**Data shown:**
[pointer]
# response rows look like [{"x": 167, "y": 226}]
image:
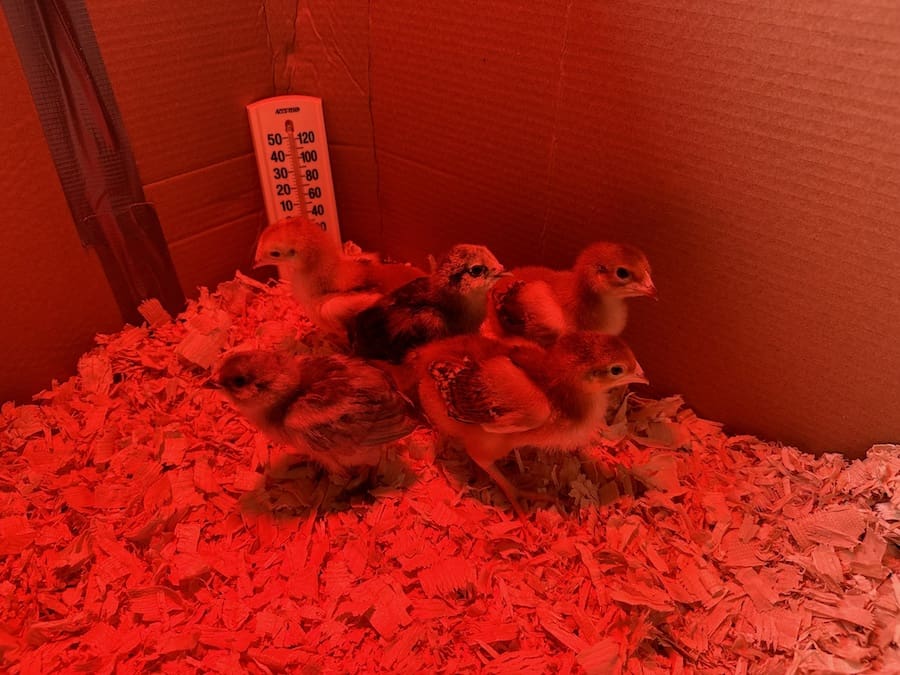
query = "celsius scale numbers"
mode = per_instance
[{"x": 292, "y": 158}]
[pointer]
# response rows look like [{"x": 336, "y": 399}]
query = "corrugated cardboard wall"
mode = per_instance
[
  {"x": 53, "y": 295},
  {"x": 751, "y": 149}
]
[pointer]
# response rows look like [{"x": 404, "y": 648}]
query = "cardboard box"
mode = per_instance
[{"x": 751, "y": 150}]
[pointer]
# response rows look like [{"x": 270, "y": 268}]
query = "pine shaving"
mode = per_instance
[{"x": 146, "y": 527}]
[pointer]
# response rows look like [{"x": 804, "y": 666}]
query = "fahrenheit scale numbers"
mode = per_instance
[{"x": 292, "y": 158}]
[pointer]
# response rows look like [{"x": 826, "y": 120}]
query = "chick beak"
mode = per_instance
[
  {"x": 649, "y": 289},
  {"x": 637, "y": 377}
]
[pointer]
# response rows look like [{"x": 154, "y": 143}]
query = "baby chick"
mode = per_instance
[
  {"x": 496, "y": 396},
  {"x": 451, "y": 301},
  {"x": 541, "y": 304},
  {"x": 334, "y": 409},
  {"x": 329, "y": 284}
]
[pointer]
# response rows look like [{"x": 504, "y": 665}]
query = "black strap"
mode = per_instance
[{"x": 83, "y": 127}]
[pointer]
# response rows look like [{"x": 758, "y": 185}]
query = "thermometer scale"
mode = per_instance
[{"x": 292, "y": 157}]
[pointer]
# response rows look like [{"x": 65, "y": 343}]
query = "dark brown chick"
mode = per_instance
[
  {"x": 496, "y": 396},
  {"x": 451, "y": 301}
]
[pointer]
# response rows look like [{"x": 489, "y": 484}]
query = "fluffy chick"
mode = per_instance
---
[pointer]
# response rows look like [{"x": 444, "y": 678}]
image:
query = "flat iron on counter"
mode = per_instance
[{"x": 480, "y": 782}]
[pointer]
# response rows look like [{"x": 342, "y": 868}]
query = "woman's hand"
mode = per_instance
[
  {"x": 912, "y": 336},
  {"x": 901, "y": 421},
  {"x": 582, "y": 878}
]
--
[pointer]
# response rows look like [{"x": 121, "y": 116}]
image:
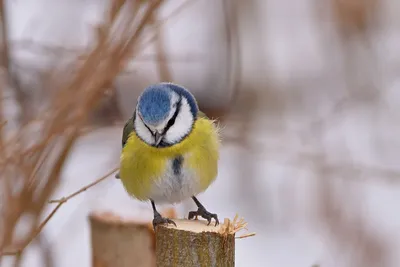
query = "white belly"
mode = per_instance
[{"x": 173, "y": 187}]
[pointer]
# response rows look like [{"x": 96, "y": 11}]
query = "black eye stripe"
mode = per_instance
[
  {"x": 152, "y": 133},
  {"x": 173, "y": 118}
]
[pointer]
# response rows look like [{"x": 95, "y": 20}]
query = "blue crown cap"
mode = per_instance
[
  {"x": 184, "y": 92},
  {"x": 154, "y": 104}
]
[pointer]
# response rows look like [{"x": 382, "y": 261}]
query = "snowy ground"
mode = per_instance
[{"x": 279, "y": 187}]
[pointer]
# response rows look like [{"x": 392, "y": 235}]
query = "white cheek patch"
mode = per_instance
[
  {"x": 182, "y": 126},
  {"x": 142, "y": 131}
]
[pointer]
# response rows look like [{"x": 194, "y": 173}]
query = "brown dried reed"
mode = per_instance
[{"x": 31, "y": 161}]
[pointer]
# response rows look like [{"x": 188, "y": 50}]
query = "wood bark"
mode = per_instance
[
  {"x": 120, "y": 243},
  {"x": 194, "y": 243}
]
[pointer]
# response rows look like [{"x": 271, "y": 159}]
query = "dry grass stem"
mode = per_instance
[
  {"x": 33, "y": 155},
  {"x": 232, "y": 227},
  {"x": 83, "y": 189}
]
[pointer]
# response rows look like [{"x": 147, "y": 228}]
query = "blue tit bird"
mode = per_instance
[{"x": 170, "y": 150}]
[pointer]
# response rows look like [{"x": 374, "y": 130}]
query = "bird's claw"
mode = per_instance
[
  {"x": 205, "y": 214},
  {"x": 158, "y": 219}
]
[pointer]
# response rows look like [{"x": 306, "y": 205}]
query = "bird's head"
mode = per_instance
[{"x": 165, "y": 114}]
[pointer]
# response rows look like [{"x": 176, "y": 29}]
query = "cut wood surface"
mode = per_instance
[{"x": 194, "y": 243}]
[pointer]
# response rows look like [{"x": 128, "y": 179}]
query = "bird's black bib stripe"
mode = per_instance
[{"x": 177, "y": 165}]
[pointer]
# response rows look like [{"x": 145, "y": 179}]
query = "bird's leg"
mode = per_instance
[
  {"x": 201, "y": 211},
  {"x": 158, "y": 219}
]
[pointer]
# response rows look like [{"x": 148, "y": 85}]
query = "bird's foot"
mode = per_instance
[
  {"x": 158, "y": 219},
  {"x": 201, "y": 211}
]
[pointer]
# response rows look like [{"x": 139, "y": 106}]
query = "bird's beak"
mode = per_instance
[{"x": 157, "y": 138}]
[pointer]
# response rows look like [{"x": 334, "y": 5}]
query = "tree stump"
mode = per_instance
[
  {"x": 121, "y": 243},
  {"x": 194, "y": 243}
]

**What is being asked:** Find every line in the entries that includes the word "numbers", then state how many there are and nothing else.

**Your response:** 2